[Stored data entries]
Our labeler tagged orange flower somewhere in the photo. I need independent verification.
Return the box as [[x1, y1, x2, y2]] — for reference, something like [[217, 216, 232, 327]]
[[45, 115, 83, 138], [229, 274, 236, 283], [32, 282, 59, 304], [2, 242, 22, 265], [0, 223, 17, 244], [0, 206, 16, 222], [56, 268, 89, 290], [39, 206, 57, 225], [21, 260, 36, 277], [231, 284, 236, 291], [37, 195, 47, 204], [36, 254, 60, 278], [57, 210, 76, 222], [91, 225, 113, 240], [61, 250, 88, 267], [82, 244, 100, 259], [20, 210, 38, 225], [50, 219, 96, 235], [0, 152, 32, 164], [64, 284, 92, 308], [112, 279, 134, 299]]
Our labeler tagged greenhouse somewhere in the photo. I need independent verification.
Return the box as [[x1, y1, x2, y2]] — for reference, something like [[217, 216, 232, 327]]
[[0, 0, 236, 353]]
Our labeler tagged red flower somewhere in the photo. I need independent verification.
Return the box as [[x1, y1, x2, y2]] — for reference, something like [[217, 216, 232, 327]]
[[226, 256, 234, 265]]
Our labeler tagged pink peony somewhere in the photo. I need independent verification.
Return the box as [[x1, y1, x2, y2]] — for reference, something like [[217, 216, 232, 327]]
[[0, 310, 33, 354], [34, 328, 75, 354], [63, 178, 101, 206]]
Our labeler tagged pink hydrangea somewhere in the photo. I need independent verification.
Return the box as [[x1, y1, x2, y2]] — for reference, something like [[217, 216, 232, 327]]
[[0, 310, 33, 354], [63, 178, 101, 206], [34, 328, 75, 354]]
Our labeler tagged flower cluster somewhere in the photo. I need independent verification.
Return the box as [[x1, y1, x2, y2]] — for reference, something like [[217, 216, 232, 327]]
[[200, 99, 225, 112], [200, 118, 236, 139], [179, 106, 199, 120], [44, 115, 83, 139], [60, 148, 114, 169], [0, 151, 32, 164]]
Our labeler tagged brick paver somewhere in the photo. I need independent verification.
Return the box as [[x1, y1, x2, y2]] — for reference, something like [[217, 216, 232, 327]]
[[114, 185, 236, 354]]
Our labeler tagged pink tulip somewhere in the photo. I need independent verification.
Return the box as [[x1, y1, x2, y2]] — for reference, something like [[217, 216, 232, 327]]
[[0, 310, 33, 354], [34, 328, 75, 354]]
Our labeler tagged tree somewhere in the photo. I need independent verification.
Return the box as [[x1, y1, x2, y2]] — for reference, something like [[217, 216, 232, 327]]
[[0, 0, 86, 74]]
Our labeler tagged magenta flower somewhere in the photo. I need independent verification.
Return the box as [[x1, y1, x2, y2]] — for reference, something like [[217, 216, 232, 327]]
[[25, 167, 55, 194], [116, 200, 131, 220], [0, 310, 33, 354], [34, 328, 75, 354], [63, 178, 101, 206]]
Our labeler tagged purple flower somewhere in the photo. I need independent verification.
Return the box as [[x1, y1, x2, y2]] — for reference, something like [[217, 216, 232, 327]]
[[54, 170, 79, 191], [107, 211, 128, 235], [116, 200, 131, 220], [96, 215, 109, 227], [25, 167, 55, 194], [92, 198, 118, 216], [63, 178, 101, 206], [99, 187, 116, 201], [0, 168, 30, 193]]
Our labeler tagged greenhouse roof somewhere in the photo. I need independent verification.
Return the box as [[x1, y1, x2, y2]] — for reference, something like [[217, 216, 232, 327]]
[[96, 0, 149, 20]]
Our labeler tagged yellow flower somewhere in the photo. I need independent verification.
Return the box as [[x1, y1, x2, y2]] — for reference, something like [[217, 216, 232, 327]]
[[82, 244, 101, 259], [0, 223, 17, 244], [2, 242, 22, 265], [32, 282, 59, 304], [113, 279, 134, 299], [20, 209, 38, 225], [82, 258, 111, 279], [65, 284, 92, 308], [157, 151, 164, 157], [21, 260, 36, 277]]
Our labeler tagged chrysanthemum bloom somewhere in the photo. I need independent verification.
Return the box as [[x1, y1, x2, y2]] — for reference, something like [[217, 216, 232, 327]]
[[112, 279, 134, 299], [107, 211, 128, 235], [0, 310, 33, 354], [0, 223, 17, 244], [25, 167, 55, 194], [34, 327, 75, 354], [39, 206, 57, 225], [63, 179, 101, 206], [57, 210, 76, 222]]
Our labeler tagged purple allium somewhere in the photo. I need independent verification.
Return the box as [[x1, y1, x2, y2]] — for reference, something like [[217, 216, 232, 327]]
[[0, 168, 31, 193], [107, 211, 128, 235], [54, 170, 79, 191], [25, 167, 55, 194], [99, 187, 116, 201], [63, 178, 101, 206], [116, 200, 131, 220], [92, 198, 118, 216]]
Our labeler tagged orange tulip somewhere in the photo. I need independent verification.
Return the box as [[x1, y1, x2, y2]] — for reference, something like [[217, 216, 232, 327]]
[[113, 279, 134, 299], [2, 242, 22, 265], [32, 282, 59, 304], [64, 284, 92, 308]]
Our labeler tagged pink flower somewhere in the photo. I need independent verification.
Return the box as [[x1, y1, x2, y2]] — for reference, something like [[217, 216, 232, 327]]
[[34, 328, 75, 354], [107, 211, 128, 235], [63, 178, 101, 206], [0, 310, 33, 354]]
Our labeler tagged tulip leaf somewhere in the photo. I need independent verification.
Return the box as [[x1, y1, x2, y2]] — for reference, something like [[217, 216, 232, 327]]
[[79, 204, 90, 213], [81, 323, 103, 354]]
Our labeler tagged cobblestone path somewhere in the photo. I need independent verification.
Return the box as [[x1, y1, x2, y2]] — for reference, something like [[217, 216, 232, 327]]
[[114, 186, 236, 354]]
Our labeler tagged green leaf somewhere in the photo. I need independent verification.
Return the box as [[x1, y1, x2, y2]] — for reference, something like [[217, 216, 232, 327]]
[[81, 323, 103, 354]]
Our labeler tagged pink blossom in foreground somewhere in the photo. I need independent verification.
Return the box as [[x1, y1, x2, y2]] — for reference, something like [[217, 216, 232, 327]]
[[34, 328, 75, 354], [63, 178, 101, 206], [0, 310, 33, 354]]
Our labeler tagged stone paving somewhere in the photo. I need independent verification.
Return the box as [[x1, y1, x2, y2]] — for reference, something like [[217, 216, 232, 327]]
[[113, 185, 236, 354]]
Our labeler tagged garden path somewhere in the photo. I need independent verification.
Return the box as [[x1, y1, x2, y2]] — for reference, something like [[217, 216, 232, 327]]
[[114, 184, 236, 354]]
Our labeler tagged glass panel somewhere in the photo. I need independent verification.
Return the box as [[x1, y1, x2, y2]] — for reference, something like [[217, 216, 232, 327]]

*Task directions*
Transcribe the records above from the line holding "Our labeler tagged chrysanthemum" down to the line holding "Our labeler tagged tulip", inclusive, without adding anything.

*Your response*
Our labeler tagged chrysanthemum bloom somewhere in the photo. I need independent verification.
Return the box as [[x1, y1, x2, y2]] — for reference, something like [[217, 216, 232, 327]]
[[112, 279, 134, 299], [107, 211, 128, 235], [0, 310, 33, 354], [0, 223, 17, 244], [25, 167, 55, 194], [34, 327, 75, 354], [39, 206, 57, 225], [63, 179, 101, 206], [57, 210, 76, 222]]
Our labeler tagged purple allium somewhere in the photo. I need independent verification.
Return the box as [[x1, y1, x2, y2]] — for reference, something like [[217, 216, 232, 327]]
[[0, 168, 31, 193], [107, 211, 128, 235], [54, 170, 79, 191], [25, 167, 55, 194], [99, 187, 116, 201], [63, 178, 101, 206], [116, 200, 131, 220], [92, 198, 118, 216]]
Our labeler tagged orange tulip somewhere in the photo. I need independent verification.
Return the box as [[x1, y1, x2, y2]] — for reference, something like [[217, 216, 232, 327]]
[[113, 279, 134, 299], [2, 242, 22, 265], [32, 282, 59, 304], [64, 284, 92, 308]]
Our labeler tagged pink flower somewhere in the photo. I need independent verification.
Return the box as [[x1, y1, x2, y2]] — for reference, something like [[217, 216, 232, 327]]
[[34, 328, 75, 354], [107, 211, 128, 235], [63, 178, 101, 206], [0, 310, 33, 354]]
Our labeler tagged tulip leaf somewhere in the photo. I need independent verification.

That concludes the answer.